TAREFAS PROPOSTAS
**a)** Traduza para o inglês a seguinte frase do texto sobre jornalismo cultural: "Percebi que todos os e-mails enviados estavam indo para a lixeira dos destinatários."
**b)** Prossiga com a redação do texto sobre jornalismo cultural, começando logo após a última frase apresentada.

EXCERTO
Por ocasião do lançamento da coletânea musical do festival A noite do desbunde elétrico, organizada por músicos que compõem a recém batizada Cena Beto [sic], o músico Glauco César II fez o seguinte comentário sobre a composição de sua faixa presente na coletânea:

“A música ‘Perigo no lixo’ surgiu depois de uma tentativa de divulgação de shows da banda por e-mail. Percebi que todos os e-mails enviados estavam indo para a lixeira dos destinatários. Comecei a sentir que estávamos entrando na vida das pessoas através do lixo, e não da porta. Achei interessante esta situação e comecei a fazer a música que usou desta parábola real para falar de algo mais espiritual, de um mal que mora em todos os detalhes.”

Um dos grandes gargalos do jornalismo cultural passa pelo repertório repetitivo e acrítico das pautas selecionadas. Não raro, a mesma notícia passeia incólume pelos principais jornais brasileiros. Quando não é exatamente a mesma (via agências de notícia), vemos como os releases dos assessores de imprensa são picotados aqui e ali. O que deveria servir como suporte à escrita autoral, é transformado em matéria prima para a escrita anônima. Desse modo, as máquinas de produzir notícias em série estão jogando a capacidade criativa e técnica de uma geração de jornalistas no lixo, exatamente como os e-mails de Glauco.

AMOSTRA DOS DADOS
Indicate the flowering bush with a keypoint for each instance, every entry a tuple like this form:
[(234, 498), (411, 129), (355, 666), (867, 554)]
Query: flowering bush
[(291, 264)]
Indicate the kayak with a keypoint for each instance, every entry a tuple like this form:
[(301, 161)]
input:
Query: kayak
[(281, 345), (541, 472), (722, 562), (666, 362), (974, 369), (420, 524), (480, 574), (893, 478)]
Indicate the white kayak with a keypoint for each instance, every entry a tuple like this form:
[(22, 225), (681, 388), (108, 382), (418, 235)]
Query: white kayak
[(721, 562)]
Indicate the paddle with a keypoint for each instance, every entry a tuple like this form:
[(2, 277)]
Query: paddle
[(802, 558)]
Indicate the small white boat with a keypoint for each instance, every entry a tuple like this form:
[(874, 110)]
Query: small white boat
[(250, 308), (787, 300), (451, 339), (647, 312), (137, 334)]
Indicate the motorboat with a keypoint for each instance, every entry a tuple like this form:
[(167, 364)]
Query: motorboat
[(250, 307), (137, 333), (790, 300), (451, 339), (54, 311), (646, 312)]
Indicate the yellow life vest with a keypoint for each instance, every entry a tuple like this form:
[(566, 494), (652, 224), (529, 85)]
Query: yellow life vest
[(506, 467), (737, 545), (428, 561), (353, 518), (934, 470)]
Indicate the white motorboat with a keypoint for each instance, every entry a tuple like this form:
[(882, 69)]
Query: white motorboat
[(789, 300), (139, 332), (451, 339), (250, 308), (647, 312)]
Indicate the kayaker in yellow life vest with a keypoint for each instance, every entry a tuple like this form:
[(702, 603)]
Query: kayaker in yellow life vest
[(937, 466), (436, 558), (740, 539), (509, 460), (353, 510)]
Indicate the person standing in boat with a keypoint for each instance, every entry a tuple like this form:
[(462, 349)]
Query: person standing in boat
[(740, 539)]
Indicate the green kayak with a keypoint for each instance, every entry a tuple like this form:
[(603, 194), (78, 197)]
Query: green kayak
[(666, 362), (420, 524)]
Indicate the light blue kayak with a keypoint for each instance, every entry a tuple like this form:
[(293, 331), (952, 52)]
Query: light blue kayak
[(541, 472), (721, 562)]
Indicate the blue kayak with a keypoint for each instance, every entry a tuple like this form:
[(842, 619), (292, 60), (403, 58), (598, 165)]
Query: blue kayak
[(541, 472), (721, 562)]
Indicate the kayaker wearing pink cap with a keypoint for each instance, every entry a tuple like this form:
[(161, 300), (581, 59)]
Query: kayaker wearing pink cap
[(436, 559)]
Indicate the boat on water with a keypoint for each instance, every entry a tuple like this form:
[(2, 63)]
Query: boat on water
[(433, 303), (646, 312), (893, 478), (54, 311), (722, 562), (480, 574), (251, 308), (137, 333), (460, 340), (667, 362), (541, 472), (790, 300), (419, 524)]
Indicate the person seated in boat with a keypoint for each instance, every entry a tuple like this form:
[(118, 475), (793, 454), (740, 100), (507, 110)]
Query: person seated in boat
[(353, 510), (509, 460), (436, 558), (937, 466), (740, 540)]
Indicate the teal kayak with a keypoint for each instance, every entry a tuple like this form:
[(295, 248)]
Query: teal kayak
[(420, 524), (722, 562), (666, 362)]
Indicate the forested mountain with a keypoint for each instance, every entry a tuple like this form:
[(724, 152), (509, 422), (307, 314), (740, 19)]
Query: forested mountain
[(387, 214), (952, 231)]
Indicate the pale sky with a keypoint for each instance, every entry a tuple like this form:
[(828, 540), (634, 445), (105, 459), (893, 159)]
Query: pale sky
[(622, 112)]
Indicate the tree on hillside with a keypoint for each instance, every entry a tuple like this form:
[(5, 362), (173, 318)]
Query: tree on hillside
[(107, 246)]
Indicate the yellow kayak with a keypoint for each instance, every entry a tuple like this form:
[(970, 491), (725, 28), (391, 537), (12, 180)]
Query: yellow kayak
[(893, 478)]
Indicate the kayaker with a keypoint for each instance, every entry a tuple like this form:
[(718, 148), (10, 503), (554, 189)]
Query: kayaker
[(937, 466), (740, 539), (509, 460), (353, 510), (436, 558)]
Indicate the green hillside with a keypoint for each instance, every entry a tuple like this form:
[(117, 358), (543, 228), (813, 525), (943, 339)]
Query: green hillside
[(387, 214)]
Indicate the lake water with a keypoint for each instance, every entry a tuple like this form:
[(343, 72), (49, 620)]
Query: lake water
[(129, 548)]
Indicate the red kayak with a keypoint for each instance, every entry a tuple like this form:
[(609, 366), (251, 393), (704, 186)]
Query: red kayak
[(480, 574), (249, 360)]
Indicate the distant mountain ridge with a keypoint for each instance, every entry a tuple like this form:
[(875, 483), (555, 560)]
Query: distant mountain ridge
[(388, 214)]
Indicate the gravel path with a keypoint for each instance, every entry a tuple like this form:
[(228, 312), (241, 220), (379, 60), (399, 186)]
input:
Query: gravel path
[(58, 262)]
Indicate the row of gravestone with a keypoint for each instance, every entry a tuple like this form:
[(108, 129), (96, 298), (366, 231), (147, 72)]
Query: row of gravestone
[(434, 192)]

LISTA DE RESPOSTAS
**a)** I noticed that all the emails sent were going to the recipients' trash folder.

**b)**
Com a proliferação de sites e blogs de música, é quase certo que em algum lugar o trabalho mais pop, ou o mais experimental, receberá algum tipo de atenção. A proliferação de nichos críticos para música não é de todo mal, já que cada veículo (e as pessoas que escrevem nele) tem suas preferências musicais; com a diversidade de escritas, teremos também um número maior de bandas sendo analisadas. O problema é quando vemos repetir nos sites de música os mesmos procedimentos que pautam a maioria da imprensa. Às vezes, vale mais se agarrar àqueles dois ou três sites, duas ou três páginas impressas, e torcer para que a paixão pela música continue replicada no prazer de compartilhá-la em forma de escrita.

Outro sintoma que mora na definição das pautas, é quando um jornal de grande circulação, geralmente de São Paulo ou do Rio de Janeiro, escreve sobre uma determinada banda, escritor ou manifestação cultural que reiteradas vezes passou às margens da imprensa do referido local. Com isso, os jornais se veem obrigados a ter que (também) darem atenção para o artista, como se a relação causa e efeito não ficasse visível para ambos.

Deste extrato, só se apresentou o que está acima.